Excerpt provided>

# Anyone Burn Hackberry?



## Todd

I picked up some free Hackberry yesterday at the local city recycle yard and never burned the stuff before that I know of. BTU's are similar to White Birch from what I found. How does this stuff burn?


----------



## bruce56bb

todd

it burns just fine. 

stringy to split when green, but seems to split better once seasoned somewhat.

bruce


----------



## 3fordasho

I've got about 5 of them in my yard. Messy trees but tough as nails.  Decent firewood, about the same BTUs as red elm or black walnut but much easier to split than the elm ;-)


----------



## Risser09

I got some hackberry from work when they trimmed some trees. To date it's the toughest wood I've ever split. Check out the growth rings on some of your stuff. I counted 20 rings in about an inch. I have some 2" cross sections that are dry already and are as hard as concrete that I couldn't split with a 4lb. maul. I can't wait to see how this stuff burns.


----------



## bsruther

There's a lot of Hackberry around here. At first I thought they were Slippery Elm since the leaves look similar, but I discovered they were Hackberries. When I first split and burned some last year I kinda thought it was crap wood. After paying close attention to the way it burned, I changed my mind. It burns much better than Silver Maple, IMO. I wouldn't attempt to hand split it though.
The only thing I don't like about it is that every time I split a log, I know the ram will have to go through a full stroke. Even then, you gotta kinda rip it apart. 
I'd never pass up free Hackberry.


----------



## SnaykeByte

I have about a cord of Hackberry and most of it is dead and a bit punky, but it burns ok.


----------



## BJ64

I agree the stuff burns fine.

Short task 1> Please pull out every line of the records that contains the word "people".

Provided data>
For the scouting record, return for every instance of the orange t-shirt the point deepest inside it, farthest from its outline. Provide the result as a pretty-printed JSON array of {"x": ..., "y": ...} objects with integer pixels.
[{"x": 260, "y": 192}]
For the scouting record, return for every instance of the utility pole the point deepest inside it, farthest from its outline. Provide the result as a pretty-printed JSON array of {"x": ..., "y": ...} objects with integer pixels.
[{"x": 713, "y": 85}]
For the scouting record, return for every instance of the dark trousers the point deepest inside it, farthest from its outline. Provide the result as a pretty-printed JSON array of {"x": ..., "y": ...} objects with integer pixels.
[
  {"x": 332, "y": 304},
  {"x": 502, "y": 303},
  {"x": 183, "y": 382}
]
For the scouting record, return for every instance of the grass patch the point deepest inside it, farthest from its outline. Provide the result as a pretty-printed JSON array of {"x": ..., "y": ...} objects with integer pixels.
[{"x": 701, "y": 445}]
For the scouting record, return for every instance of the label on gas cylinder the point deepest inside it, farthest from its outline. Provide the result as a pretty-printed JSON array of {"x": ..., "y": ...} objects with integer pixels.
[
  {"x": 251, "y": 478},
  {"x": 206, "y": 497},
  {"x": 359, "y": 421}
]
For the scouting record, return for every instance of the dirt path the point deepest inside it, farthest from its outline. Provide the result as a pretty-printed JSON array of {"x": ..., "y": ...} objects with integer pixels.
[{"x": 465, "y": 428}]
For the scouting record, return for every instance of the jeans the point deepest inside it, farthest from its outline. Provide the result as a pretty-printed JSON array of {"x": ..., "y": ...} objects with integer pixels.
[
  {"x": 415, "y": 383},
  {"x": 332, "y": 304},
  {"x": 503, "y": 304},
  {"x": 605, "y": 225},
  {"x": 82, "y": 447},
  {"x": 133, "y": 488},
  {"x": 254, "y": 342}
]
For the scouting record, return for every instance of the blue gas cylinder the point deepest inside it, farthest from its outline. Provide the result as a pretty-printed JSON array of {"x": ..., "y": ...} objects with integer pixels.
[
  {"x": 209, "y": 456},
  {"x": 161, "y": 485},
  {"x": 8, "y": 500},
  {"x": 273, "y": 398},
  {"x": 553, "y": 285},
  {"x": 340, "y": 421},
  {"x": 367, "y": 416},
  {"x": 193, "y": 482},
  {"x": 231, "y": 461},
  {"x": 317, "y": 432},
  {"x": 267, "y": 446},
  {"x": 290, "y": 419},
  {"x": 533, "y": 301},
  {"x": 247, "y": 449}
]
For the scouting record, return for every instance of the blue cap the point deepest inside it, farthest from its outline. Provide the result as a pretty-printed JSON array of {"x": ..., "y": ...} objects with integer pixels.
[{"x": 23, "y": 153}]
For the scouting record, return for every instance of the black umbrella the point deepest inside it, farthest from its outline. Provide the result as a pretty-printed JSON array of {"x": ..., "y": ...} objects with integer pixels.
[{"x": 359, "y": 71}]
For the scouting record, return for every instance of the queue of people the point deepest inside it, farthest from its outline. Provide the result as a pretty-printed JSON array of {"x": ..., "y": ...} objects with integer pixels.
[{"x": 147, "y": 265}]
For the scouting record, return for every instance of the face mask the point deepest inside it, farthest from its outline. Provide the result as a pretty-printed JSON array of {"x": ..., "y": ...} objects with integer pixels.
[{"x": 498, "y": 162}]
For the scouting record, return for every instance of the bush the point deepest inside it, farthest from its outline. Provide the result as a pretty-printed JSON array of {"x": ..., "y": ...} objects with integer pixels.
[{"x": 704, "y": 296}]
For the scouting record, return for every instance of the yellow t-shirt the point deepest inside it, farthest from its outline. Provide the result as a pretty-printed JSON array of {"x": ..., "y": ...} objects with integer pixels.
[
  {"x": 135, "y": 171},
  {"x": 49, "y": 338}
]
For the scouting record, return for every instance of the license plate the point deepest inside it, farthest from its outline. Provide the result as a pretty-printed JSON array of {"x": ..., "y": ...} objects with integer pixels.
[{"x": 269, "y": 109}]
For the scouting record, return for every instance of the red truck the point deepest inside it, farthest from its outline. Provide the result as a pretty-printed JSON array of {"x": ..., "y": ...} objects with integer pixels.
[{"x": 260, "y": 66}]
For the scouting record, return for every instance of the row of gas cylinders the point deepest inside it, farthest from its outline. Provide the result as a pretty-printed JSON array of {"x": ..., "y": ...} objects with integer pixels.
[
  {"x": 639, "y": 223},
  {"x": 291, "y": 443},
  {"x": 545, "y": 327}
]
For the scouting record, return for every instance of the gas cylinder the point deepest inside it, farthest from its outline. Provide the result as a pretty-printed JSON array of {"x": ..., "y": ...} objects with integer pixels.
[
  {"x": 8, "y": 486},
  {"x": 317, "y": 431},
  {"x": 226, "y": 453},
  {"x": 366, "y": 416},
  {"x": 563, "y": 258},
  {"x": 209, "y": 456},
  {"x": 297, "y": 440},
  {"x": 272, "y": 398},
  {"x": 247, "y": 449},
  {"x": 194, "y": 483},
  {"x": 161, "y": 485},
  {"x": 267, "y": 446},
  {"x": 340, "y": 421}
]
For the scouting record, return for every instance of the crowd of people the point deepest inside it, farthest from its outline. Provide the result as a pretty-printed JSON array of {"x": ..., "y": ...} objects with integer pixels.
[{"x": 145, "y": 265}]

Short task 2> Reproduce the stretch of the hackberry thread from "There's a lot" through "rip it apart." word for word.

Finished answer 1>
For the scouting record, return for every instance of the queue of people the point deepest inside it, farthest from its outline. Provide the result as a pretty-printed JSON array of {"x": ..., "y": ...} objects with integer pixels.
For the scouting record, return for every instance of the crowd of people the point deepest inside it, farthest from its outline. Provide the result as a pretty-printed JSON array of {"x": ..., "y": ...} objects with integer pixels.

Finished answer 2>
There's a lot of Hackberry around here. At first I thought they were Slippery Elm since the leaves look similar, but I discovered they were Hackberries. When I first split and burned some last year I kinda thought it was crap wood. After paying close attention to the way it burned, I changed my mind. It burns much better than Silver Maple, IMO. I wouldn't attempt to hand split it though.
The only thing I don't like about it is that every time I split a log, I know the ram will have to go through a full stroke. Even then, you gotta kinda rip it apart.